**PROBLEM TO SOLVE**
Please lay out the records below as a Markdown table with two columns, Row and Line. Number each line in Row, skip blank lines, and leave out the pictures.

Records
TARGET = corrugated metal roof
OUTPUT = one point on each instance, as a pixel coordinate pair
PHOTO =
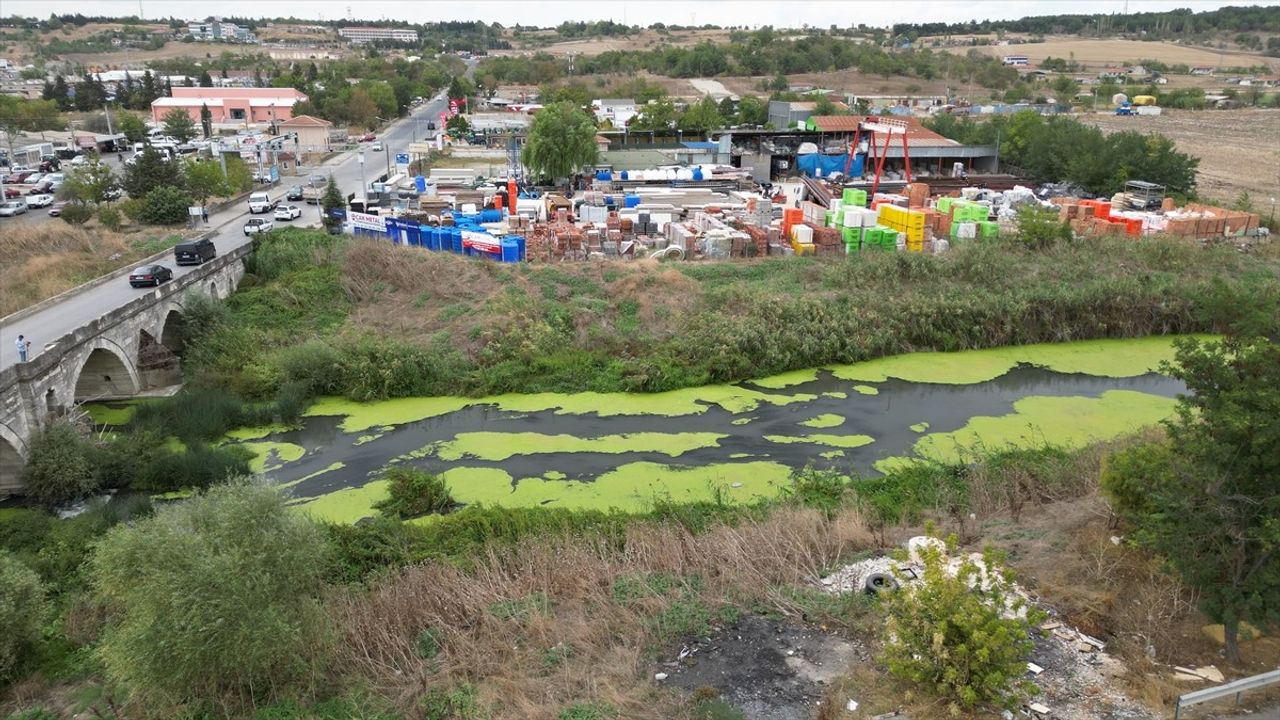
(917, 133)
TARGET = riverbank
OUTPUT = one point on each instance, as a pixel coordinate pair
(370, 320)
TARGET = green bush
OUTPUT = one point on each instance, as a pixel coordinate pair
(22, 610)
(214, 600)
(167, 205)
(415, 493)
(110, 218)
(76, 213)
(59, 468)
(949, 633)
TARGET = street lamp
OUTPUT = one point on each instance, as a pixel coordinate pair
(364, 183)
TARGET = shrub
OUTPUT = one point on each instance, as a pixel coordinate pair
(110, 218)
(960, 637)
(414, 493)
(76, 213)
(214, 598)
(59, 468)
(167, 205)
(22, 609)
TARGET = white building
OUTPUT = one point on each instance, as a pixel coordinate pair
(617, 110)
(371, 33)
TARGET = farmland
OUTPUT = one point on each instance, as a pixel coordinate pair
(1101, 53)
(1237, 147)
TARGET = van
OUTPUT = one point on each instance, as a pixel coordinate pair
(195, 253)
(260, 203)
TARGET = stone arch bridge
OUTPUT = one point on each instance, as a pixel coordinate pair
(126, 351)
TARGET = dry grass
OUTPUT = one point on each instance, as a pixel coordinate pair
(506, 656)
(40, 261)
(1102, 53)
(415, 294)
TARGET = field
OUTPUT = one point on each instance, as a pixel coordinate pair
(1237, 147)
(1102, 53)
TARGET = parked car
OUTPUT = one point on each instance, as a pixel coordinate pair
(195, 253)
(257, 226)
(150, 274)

**RESULT**
| Row | Line |
|---|---|
| 1 | TARGET = corrugated metal roof |
| 2 | OUTPUT = one point on each instance, as a pixel coordinate pair |
| 3 | PHOTO = |
| 4 | (917, 133) |
| 5 | TARGET = riverbank |
| 6 | OUTPUT = one point on each instance, as a pixel coordinate pair |
| 7 | (370, 320) |
| 8 | TARGET = green bush |
| 9 | OUTPUT = one point on each instance, as a pixel coordinate pair |
| 10 | (22, 610) |
| 11 | (214, 600) |
| 12 | (167, 205) |
| 13 | (415, 493) |
| 14 | (110, 218) |
| 15 | (76, 213) |
| 16 | (59, 468) |
| 17 | (949, 633) |
| 18 | TARGET = street lamp |
| 19 | OUTPUT = one point on each instance, as a pixel coordinate pair |
| 20 | (364, 183) |
| 21 | TARGET = shrub |
| 22 | OUTPUT = one point on each instance, as a pixel coordinate pair |
| 23 | (110, 218) |
| 24 | (960, 637) |
| 25 | (414, 493) |
| 26 | (76, 213) |
| 27 | (214, 598) |
| 28 | (59, 468) |
| 29 | (167, 205) |
| 30 | (22, 609) |
| 31 | TARGET = white building |
| 32 | OUTPUT = one point on each instance, as a pixel coordinate pair |
| 33 | (617, 110) |
| 34 | (371, 33) |
| 35 | TARGET = farmland |
| 36 | OUTPUT = one point on each instance, as a pixel coordinate pair |
| 37 | (1101, 53) |
| 38 | (1237, 147) |
| 39 | TARGET = van |
| 40 | OUTPUT = one point on each instance, as a pixel coordinate pair |
| 41 | (195, 253) |
| 42 | (260, 203) |
| 43 | TARGET = stone arch bridge |
| 44 | OUTPUT = one point on each instance, as a pixel coordinate pair |
| 45 | (126, 351) |
| 46 | TARGET = dry grass |
| 47 | OUTPUT = one point on each instance, as a pixel coordinate pair |
| 48 | (506, 656) |
| 49 | (40, 261) |
| 50 | (1102, 53) |
| 51 | (415, 294) |
| 52 | TARGET = field |
| 53 | OUTPUT = one point on each instance, as a pixel coordinate pair |
| 54 | (1237, 147) |
| 55 | (1102, 53) |
| 56 | TARGET = parked car |
| 57 | OUTPUT = one point on each instance, as a pixel coordinate pair |
| 58 | (195, 253) |
| 59 | (257, 226) |
| 60 | (150, 274) |